── Passage given ──

Everyone I knew who RVed either had a Sticks'n'Bricks "home" or moved around a lot. I did know about trailer parks full of construction workers in their RVs but I was (and am) under the impression that a lot of those folks also had their own "homes" (and families) somewhere else. But trailer parks - even trailer parks with some RVs in them - are not exactly revolutionary. And certainly the idea of RVers selling their RVs and moving into senior mobile home parks was familiar to me.

 

But the idea of RVers forming a non-profit corporation, buying land and turning that into a place where the share-holders (or "members") could choose to live full-time in their own RVs was the part I really did not understand very well. Because, as most of you well know, communities barely tolerate RVs when they're parked - with no one in them - next to a local voter's residence or moving through on their way to somewhere else. But when it comes to someone living in their RV that tolerance evaporates quickly.

 

A tiny house is not much different from that of an RV and certainly parallels the idea of a "park model" mobile home. Television shows about different living arrangements in new spaces are all over the cable and satellite channels. You can watch the evolution of tree houses, yurts and tiny houses several times a week. You might even get the impression that people are living in them all over the place. But the shows carefully hide one important part of living in new, tiny, spaces.

 

Tiny houses are almost always either hidden from view in remote areas or placed on land where there is already an approved "house". And they often fail to mention the attempts by local governments to ban them from occupying their own land; or even being around at all except maybe as an office, or storage building, or cute garden ornament.

───
── Data entries ──

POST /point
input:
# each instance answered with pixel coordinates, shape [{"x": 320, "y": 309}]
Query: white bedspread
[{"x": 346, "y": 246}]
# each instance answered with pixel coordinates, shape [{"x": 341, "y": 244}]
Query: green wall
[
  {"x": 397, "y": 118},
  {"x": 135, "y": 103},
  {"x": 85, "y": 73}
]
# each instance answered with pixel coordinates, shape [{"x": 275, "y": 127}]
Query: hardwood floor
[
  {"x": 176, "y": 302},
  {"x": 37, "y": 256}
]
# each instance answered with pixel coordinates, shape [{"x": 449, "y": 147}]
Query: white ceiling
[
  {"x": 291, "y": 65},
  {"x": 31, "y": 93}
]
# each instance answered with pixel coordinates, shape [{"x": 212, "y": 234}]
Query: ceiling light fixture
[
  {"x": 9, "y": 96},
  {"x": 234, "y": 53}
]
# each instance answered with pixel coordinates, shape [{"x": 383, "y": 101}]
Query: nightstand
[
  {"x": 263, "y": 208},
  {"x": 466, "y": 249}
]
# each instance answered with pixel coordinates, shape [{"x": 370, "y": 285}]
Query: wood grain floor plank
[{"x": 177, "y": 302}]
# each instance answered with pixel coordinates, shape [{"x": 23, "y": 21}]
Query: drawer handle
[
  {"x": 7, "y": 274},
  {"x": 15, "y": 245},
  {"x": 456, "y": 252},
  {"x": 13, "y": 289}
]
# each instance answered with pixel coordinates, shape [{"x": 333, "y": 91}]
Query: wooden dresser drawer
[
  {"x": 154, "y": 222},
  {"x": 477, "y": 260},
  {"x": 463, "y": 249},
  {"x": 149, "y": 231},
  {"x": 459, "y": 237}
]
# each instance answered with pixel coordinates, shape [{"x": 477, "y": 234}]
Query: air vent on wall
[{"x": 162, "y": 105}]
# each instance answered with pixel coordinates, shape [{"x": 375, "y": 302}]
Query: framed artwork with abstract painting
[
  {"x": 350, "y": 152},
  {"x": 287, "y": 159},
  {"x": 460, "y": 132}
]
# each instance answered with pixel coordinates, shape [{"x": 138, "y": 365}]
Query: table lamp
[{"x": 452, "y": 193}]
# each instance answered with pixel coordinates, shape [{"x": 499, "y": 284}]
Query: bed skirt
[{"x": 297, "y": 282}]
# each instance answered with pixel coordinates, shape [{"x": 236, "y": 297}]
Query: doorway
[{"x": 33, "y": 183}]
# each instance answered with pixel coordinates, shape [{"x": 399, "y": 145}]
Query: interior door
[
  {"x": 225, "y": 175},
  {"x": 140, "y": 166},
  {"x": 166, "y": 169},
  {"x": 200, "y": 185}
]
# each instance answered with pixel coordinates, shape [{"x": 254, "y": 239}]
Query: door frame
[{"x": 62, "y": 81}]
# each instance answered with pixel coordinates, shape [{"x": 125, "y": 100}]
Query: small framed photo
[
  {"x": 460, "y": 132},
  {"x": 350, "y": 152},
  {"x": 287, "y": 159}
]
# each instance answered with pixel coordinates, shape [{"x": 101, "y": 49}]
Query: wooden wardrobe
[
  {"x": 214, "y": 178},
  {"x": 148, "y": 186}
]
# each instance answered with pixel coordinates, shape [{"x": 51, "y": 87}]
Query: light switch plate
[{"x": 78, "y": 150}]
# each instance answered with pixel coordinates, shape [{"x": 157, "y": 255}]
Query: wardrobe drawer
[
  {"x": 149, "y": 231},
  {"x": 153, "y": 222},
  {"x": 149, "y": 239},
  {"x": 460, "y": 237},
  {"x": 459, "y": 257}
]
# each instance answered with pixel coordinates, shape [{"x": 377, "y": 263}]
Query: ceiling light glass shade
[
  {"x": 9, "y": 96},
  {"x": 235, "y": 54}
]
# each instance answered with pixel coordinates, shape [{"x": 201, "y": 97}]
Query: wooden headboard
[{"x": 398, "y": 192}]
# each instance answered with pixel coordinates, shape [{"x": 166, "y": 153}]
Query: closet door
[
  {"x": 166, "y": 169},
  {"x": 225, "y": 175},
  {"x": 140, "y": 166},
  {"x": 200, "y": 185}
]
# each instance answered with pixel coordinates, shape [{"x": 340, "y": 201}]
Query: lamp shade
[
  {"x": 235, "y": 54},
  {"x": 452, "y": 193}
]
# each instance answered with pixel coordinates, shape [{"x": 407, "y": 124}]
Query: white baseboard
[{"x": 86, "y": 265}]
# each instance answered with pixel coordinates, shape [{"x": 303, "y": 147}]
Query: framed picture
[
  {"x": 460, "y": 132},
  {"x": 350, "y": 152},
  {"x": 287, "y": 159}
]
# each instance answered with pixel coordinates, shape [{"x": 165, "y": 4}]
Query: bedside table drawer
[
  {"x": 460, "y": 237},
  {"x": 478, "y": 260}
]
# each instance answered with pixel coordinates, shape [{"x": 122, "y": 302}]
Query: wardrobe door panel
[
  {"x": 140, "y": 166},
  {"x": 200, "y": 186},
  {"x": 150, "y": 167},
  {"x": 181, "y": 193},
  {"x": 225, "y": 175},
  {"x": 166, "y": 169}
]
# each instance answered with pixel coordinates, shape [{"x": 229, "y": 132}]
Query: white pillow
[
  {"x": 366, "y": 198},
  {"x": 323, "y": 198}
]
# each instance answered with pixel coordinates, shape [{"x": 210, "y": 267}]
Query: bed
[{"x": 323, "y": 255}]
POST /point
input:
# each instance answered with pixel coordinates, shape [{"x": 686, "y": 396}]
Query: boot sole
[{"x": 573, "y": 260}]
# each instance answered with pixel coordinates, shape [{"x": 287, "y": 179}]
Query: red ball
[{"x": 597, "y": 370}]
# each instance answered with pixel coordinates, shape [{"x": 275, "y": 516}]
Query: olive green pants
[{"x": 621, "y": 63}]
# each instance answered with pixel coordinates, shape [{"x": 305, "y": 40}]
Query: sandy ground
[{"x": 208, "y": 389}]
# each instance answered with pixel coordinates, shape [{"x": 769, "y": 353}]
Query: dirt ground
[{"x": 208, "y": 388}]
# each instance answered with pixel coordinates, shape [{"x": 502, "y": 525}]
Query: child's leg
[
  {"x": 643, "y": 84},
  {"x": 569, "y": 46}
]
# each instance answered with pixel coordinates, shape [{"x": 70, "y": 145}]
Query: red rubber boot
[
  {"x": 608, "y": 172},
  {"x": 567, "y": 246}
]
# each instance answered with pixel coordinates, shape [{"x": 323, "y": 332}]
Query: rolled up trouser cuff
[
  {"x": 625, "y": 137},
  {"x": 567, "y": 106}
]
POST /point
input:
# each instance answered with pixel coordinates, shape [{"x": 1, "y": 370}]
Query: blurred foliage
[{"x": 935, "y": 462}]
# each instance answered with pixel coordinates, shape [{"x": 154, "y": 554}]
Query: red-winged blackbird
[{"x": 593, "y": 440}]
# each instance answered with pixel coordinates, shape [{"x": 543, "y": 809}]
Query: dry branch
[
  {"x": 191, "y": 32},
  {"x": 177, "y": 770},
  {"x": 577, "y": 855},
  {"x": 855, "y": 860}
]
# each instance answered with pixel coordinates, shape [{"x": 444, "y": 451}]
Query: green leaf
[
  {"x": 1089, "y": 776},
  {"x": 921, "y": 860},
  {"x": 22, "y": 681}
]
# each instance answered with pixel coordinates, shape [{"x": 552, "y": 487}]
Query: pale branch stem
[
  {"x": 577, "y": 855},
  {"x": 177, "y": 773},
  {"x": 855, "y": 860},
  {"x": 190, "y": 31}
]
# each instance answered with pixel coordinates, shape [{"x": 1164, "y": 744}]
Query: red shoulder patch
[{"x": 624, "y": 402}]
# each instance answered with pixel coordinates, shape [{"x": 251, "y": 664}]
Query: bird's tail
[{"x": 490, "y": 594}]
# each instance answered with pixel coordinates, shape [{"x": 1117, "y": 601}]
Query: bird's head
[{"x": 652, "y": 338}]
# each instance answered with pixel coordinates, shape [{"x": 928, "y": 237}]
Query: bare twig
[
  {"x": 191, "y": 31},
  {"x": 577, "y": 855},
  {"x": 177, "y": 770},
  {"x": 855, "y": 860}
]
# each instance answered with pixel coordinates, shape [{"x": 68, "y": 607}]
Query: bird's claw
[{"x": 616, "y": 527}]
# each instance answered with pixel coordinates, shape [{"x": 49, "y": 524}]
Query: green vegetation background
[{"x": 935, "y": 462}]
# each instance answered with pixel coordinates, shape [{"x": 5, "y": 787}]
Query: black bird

───

*What is asked:*
1. Quote the passage about RVs and tiny houses, copying everything from "Everyone I knew" down to "familiar to me.".
2. In the passage about RVs and tiny houses, where are tiny houses almost always located?

*Answers to the exercises:*
1.
Everyone I knew who RVed either had a Sticks'n'Bricks "home" or moved around a lot. I did know about trailer parks full of construction workers in their RVs but I was (and am) under the impression that a lot of those folks also had their own "homes" (and families) somewhere else. But trailer parks - even trailer parks with some RVs in them - are not exactly revolutionary. And certainly the idea of RVers selling their RVs and moving into senior mobile home parks was familiar to me.

2. They are either hidden from view in remote areas or placed on land where there is already an approved "house".